Copy each of the following rows word for word, leaving none out.

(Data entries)
+ + + +

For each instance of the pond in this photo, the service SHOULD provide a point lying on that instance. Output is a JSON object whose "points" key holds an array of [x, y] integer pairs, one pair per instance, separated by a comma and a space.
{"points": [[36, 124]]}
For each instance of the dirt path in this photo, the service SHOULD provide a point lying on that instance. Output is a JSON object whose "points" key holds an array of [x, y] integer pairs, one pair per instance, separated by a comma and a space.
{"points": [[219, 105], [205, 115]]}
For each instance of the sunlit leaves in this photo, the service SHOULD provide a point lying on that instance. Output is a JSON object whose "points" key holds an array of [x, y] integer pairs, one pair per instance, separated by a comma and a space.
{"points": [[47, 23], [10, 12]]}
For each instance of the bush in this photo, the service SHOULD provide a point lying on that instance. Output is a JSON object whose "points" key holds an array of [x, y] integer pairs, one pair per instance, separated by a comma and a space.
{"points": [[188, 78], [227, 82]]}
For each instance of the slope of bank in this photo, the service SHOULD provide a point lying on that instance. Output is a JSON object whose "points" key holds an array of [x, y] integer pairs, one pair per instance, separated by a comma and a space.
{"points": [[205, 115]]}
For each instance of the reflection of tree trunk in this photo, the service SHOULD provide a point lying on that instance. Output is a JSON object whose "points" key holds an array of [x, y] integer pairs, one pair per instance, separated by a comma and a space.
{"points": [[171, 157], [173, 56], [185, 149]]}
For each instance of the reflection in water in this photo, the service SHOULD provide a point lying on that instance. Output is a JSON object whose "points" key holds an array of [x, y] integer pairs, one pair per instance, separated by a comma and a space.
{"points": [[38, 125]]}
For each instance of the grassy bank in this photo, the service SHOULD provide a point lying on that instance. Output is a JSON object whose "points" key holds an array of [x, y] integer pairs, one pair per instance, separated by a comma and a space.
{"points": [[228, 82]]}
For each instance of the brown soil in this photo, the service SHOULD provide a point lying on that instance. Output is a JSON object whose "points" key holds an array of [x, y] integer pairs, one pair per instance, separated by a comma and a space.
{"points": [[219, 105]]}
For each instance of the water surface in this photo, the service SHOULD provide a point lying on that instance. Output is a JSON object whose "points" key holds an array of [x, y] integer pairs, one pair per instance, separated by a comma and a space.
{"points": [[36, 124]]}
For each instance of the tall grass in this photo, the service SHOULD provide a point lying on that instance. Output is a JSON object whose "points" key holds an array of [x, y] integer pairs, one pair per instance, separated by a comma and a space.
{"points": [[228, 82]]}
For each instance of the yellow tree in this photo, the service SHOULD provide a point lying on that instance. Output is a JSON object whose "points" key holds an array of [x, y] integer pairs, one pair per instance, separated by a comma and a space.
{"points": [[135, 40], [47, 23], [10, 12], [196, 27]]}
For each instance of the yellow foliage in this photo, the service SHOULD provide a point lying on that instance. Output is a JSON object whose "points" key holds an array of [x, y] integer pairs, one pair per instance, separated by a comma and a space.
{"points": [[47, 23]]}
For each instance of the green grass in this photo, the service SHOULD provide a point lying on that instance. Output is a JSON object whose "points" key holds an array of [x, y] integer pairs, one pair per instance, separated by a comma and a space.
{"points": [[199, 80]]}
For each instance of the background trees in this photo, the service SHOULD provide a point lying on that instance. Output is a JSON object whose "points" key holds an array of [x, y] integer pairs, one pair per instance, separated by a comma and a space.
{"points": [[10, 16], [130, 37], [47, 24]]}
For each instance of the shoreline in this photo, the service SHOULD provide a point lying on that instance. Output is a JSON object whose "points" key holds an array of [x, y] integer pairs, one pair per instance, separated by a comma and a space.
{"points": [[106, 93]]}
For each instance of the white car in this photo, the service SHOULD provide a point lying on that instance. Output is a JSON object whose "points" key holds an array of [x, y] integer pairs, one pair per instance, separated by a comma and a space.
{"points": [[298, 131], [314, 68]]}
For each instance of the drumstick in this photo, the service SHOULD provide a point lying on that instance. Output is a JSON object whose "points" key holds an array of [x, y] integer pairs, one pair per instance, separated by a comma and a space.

+ + + +

§ **Response below**:
For each instance of the pond in this photo, the service SHOULD provide a point lying on that instance. Output is a JSON object whose "points" key holds an array of [x, y] integer pairs, one pair per instance, separated by a comma and a space.
{"points": [[36, 124]]}
For each instance of the dirt path in this photo, the service SHOULD provide a point lying on that instance. Output is a JSON object whose "points" key holds an array of [x, y] integer pairs, one pair per instance, separated by a comma and a space.
{"points": [[219, 105], [205, 115]]}
For each instance of the sunlit leaves in this photo, the service SHOULD provide a point lying on that instance. Output is a JSON object whose "points" key holds an array of [x, y] integer pairs, one pair per instance, separated by a comma and a space.
{"points": [[47, 23], [10, 12]]}
For each instance of the bush in this photo, the service SHOULD provide a point lying on that instance. Output is a JSON object whose "points" key holds an array of [x, y] integer pairs, one pair per instance, separated by a comma and a space.
{"points": [[188, 78], [227, 82]]}
For each instance of the slope of bank in this photo, the service SHOULD provide a point lying on that instance. Output is a JSON object whose "points" key holds an array of [x, y] integer pairs, one pair per instance, separated by a comma and a space.
{"points": [[205, 115]]}
For each instance of the reflection of tree trunk in this photo, the service SHOULD provide a point lying on that instance. Output is a JSON object whose "points" key holds an array of [x, y] integer pairs, one pair per instance, separated by a comma and a space.
{"points": [[171, 157], [173, 56], [185, 149]]}
For each instance of the reflection in water in this photo, the service SHOULD provide a point lying on that instance. Output is a JSON object whose "points" key holds an array of [x, y] integer pairs, one pair per instance, separated by a comma and a space.
{"points": [[38, 125]]}
For each instance of the grassy bank in this photo, the service SHOULD provide a point lying on that instance. Output is a JSON object whose "points" key holds an array of [x, y] integer pairs, one pair per instance, separated by a comma and a space.
{"points": [[228, 82]]}
For each instance of the brown soil in this photo, the service SHOULD provide a point lying on that instance. Output is a JSON object whose "points" key holds an array of [x, y] integer pairs, one pair per instance, separated by a comma and a space.
{"points": [[219, 105]]}
For each instance of the water surface in this photo, the service SHOULD provide a point lying on that instance. Output is a JSON object whose "points" key holds an array of [x, y] integer pairs, one pair per instance, separated by a comma and a space.
{"points": [[36, 124]]}
For each instance of the tall grass in this photo, the service SHOULD provide a point lying on that instance. Output is a JSON object whose "points" key holds an array of [x, y] integer pairs, one pair per instance, separated by a comma and a space.
{"points": [[228, 82]]}
For each instance of the yellow tree in this photo, the service SHOULD provide a point lying on that instance. Output is a JSON object whose "points" key holds an array of [x, y] integer pairs, one pair per instance, separated by a comma and a space.
{"points": [[135, 40], [47, 23], [10, 12], [196, 27]]}
For each instance of the yellow foliage in this photo, the service SHOULD provide a point lying on that instance. Output is a JSON object whose "points" key holds an array of [x, y] integer pairs, one pair per instance, separated by a comma and a space.
{"points": [[47, 23]]}
For each instance of the green grass in this photo, the service SHOULD provide a point lying on that instance. Output is a JSON object whose "points" key holds an array of [x, y] integer pairs, one pair per instance, separated by a comma and a space.
{"points": [[199, 80]]}
For each instance of the background trees in this photo, the service SHOULD provide a point lying on that instance. Output is a JSON object whose "points" key holds an array of [x, y] integer pairs, one pair per instance, separated by a comma and a space.
{"points": [[10, 16], [130, 37], [47, 24]]}
For each instance of the shoreline in this photo, the service SHOULD provide a point lying on that instance. Output is a JSON object whose "points" key holds an array of [x, y] integer pairs, one pair per instance, separated by a comma and a space.
{"points": [[106, 93]]}
For each instance of the white car in this photo, the service SHOULD provide a point lying on that instance. Output is a JSON object whose "points" key holds an array of [x, y] integer pairs, one pair per instance, separated by a comma and a space.
{"points": [[298, 131], [314, 68]]}
For each instance of the drumstick in this photo, the service SHOULD provide a point lying on that instance. Output is a JSON object whose "points" key holds an array of [x, y] integer pairs, one pair per instance, separated by a comma and a space.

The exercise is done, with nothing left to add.